◆ **DIRECTIONS FOR THIS TASK**
In the data below, copy out unchanged every line beginning with the one that contains "Exercise. Annotate the blue" and continuing through the one that contains "x=559, y=149".

Excerpts from point annotation data
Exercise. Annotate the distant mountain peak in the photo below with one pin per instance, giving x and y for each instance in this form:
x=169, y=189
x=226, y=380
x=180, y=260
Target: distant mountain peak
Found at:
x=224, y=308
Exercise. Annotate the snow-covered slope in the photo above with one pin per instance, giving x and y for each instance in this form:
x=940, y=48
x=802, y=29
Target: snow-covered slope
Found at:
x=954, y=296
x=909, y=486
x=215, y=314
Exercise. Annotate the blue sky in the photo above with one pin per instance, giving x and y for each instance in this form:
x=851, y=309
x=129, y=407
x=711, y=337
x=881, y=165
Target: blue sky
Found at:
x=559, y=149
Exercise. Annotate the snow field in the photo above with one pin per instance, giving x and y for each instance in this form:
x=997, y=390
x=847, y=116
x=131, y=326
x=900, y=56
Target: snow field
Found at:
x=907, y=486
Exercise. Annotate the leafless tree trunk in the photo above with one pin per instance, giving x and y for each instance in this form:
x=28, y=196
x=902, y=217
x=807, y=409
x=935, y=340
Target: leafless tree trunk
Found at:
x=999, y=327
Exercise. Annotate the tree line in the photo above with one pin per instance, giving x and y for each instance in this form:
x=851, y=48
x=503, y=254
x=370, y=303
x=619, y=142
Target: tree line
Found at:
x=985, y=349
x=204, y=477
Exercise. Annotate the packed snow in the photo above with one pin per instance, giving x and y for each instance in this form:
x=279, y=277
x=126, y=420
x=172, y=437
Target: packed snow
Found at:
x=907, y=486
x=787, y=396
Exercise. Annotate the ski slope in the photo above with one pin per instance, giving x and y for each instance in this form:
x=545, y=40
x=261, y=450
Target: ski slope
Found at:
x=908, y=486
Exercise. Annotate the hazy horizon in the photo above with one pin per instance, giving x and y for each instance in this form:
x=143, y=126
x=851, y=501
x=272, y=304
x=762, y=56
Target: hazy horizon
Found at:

◆ **SOLUTION**
Exercise. Annotate the blue sky in the photo above with one pin per instance, giving x and y for each instance in this form:
x=851, y=309
x=129, y=407
x=711, y=337
x=881, y=165
Target: blue sky
Found at:
x=559, y=149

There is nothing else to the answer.